** start Given passage **
Copyright Protection of Design?

The societal recognition of the value of the artistic expression inherent in design is matched by the recognition by Danish copyright law of the fact that many designed products are the results of personal, creative efforts: it is this that makes them worthy of protection. Design has, in principle, been protected by Danish copyright law since 1908. However, as Danish case law from the first half of the twentieth century reveals, for a long time courts remained hostile to the idea of granting copyright protection to design. The problem was that works of design always have a function; they are always created in order to fulfil a practical purpose: cups to drink from, chairs to sit on, lamps to light up the room. Danish courts found such a utilitarian element incompatible with copyright protection.

By the mid-twentieth century the situation had changed and utility was no longer seen as grounds for excluding design from copyright protection. ‘Applied art’ was specifically mentioned as an object of protection in the Danish 1961 Copyright Act and the assessment of ‘værkshøjde’ – the originality of the artistic expression in a design – was to take place independently of whether a work had a function or not. As a result, a wide range of design works have been granted copyright protection since 1961 including very simple items such as plain cutlery, casseroles, a holder for washing-up brushes, a notice board and so forth.

Essentially, this development gave way to a new problem. In particular, if protection is granted to a form which is – more or less – determined by a function, how does one prevent one designer from obtaining a monopoly on this function? The problem is especially pressing in relation to modern – or functionalistic – design which idealises the idea that ‘form ever follows function’, as the American architect Louis Sullivan famously phrased it.7 In other words, how does one secure creative freedom for designers in general (who all work within the same framework of functionality) while also granting them individual copyright protection? Danish courts were always very aware of the urgency of allowing ‘fair followers’ in the design field. Hence, the practice that evolved in case law was to make the originality requirement proportional to the scope of protection. A low level of originality would provide a narrow protection only. Works of applied art would be protected against close imitations only. This was the law’s way of striking a balance between copyright and creativity, to ensure that Danish Design would not be turned into a museum piece but would remain a vibrant and dynamic element of Danish cultural heritage and of the national economy.

Due to recent developments in EU law however, this solution to a never-ending dilemma in relation to copyright in designs is in jeopardy. In the 2011 Painer Case – which concerned the degree to which a portrait photograph expresses its ‘author’s creative abilities’ – the Court of Justice of the European Union did not allow for inferior protection of any type of original work.8 That is, the photographer of a standard portrait photograph ‘enjoys the same protection as that conferred by copyright on any other work’.9 The painter of, say, ‘Water-lilies’ has no stronger protection of his work than that afforded to a photographer who makes a postcard of Monet’s painting. Is it then possible for Danish courts to continue the practice of limiting the scope of copyright protection of design to close imitations only?

In the following we will see how the balance between copyright and creativity has been negotiated through the history of copyright in design in Denmark. Statutory developments as well as a number of landmark cases involving design will be studied. And it will be considered what may be the effect, in the context of design, of a harmonised copyright protection as prescribed in Painer.
** end Given passage **
### Exercise brief
Write the next part of the passage on Danish copyright protection for design, picking up after its last sentence.
** start Given entries **
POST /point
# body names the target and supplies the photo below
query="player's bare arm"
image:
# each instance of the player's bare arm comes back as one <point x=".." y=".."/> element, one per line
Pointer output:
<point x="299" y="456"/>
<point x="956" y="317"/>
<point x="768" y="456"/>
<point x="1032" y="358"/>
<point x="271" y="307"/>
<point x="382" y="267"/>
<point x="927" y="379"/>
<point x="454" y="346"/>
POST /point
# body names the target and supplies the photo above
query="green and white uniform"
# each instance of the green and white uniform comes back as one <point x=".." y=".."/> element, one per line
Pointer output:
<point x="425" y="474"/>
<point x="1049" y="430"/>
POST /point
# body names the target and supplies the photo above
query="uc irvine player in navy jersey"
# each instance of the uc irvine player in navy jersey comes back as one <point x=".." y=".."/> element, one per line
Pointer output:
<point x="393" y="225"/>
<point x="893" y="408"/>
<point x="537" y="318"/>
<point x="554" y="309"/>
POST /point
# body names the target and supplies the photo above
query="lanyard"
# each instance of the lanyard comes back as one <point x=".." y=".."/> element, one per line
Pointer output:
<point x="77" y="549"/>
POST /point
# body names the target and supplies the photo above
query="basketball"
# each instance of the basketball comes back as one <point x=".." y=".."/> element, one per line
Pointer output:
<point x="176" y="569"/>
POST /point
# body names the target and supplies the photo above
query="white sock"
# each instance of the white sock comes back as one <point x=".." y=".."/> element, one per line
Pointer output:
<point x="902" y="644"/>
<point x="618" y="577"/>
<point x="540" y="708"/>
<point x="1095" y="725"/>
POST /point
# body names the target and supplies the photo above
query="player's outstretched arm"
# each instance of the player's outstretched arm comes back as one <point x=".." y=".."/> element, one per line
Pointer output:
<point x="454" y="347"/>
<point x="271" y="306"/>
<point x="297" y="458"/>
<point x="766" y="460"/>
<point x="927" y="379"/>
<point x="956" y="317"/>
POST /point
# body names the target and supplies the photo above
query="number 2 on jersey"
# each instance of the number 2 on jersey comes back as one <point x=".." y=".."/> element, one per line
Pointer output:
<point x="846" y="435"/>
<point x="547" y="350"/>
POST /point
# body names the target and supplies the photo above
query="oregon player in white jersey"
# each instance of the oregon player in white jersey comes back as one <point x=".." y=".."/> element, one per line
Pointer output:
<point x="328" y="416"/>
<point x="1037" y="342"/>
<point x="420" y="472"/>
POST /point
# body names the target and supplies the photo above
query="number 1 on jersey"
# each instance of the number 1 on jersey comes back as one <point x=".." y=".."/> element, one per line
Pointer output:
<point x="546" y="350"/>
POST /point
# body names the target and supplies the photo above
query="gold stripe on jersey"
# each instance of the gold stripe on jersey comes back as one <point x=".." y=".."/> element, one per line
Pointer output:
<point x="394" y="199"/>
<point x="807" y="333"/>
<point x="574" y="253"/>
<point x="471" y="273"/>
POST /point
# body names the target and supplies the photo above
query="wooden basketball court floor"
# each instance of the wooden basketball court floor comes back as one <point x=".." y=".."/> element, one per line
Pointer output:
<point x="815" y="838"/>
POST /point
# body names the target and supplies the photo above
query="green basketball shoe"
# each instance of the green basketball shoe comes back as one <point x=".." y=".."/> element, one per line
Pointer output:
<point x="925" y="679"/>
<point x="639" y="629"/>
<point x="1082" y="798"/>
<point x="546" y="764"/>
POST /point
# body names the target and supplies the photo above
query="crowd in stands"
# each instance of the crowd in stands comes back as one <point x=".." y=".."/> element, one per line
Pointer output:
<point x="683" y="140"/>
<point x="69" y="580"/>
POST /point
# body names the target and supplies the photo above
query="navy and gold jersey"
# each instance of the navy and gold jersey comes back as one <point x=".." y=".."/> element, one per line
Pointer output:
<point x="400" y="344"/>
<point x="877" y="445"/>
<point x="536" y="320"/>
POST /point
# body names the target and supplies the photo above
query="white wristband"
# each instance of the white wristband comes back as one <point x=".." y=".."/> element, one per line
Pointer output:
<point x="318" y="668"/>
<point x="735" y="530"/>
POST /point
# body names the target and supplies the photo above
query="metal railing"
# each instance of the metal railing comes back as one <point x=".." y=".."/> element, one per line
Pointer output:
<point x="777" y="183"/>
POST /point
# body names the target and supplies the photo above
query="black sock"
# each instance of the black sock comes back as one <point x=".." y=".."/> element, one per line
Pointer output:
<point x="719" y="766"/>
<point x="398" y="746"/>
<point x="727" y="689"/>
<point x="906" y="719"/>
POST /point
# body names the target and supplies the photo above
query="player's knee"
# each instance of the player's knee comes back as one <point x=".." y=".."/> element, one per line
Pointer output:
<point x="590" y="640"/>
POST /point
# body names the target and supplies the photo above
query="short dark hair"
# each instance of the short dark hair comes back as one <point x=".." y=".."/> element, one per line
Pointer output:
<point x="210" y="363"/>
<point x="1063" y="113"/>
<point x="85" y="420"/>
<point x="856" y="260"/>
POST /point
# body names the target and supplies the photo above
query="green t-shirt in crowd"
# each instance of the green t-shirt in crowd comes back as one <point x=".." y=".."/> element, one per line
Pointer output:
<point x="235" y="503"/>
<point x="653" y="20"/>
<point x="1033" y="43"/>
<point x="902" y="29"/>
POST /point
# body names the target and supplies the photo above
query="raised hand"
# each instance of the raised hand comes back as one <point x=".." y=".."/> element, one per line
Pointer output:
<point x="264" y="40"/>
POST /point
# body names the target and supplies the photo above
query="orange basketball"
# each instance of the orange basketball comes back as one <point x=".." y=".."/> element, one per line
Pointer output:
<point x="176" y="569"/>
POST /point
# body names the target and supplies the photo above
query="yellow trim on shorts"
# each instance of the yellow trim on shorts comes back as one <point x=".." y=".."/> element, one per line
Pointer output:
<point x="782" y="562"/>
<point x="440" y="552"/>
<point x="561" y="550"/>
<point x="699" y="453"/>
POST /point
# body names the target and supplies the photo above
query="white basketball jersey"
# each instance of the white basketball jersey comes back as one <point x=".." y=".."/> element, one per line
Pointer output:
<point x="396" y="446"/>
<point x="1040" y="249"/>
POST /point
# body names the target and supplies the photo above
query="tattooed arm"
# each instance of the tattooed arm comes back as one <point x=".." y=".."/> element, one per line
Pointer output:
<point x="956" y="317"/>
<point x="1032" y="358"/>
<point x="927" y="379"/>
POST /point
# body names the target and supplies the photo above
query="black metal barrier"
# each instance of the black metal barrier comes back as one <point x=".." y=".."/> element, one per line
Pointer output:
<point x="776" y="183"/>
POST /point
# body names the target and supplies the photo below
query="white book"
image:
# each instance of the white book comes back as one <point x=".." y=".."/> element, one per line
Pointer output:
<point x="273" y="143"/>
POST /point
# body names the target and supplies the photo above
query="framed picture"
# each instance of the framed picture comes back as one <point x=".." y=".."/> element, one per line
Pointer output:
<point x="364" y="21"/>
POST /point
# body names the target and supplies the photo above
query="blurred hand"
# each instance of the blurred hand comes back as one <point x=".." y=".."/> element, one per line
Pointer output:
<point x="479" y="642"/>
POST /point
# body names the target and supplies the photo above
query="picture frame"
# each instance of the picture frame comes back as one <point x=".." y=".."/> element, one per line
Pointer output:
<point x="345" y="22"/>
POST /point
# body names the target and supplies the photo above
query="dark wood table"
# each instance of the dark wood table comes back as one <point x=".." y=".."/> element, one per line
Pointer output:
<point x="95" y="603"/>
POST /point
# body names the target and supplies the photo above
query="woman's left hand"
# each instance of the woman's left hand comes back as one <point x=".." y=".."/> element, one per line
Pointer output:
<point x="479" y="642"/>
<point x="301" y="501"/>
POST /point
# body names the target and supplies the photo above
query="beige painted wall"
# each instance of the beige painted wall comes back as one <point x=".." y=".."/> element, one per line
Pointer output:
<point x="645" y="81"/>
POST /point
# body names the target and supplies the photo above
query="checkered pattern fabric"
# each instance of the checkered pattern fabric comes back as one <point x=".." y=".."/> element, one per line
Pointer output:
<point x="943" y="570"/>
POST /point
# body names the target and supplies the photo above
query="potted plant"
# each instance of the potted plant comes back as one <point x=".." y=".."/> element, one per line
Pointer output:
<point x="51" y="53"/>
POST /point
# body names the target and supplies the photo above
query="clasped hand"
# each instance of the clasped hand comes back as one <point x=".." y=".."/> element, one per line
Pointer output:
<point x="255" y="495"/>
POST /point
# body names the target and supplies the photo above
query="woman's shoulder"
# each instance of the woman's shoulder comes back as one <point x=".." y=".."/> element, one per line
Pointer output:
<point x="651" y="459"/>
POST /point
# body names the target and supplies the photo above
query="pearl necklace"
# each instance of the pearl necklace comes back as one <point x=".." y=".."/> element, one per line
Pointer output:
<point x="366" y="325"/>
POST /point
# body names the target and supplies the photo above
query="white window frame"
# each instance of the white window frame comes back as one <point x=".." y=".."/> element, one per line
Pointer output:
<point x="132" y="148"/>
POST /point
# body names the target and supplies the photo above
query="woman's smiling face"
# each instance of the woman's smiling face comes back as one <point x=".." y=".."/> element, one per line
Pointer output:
** end Given entries **
### Reply
Artistic Rights in Danish Design

In an amendment of 1908 to the Danish Act on Authorial and Artistic Rights it was specified that copyright protection was to be extended to artistic works with a practical use and made with the aim of mass production.10 In line with a number of other European countries – including France, Germany and Britain11 – the Danish parliament decided that design, or ‘applied art’, should be granted a legal status similar to the fine arts. This development in the law may be understood in the context of a new self-awareness among designers exercised by for example, members of the British Arts and Crafts Movement and later the Deutsche Werkbund, and the increased political awareness in many countries of the value of design as a tool for nation-building and economic growth. (This is evident in the series of World Fairs that began with The Great Exhibition in the Crystal Palace in London in 1851.) Thus in 1908 § 24 of the Danish Copyright Act was revised so as to specify that:

According to this Act, original artistic works intended to be prototypes for industrial art and handicrafts, as well as the objects created on the basis of such works, are to be considered works of art whether or not these are produced individually or in a larger quantity. The right according to this Act is valid for any type of reproduction, when it requires mediating artistic work as well as when the reproduction takes place by purely mechanical or chemical means, and whether or not the reproduction takes place with a purely artistic purpose or with an industrial purpose or to serve a practical use.12

New to the definition of a copyrightable ‘work of art’ was that it might be something which had been created with ‘an industrial purpose’ or to ‘serve a practical use’. This broadening of the definition of a ‘work of art’ in Danish copyright law was reaffirmed by the Danish Copyright Acts of 1912 and 1933. Yet, the copyrightability of design remained uncertain all through the first half of the twentieth century.13 This may well be seen as caution on the part of Danish courts: there was great awareness of the danger of granting monopolies to anything that was ‘naturally and technically motivated by the material and the intended use’ as the Danish Supreme Court formulated it in a decision of 1935 in which copyright protection was denied to Marcel Breuer and Mart Stam’s iconic tubular steel cantilevered chairs S 32, S 64 and S 33.14 The decision is remarkable: Breuer and Stam are counted among the most original designers of the Bauhaus and the chairs remain classics of modernist design. Three years earlier, in 1932, the German Reichsgericht had found the chairs worthy of copyright protection. Even so, the Danish Supreme Court did not consider the chairs to be ‘original artistic works destined to be prototypes for industrial art’15 as went the definition of design as objects of artistic copyright according to Danish copyright law.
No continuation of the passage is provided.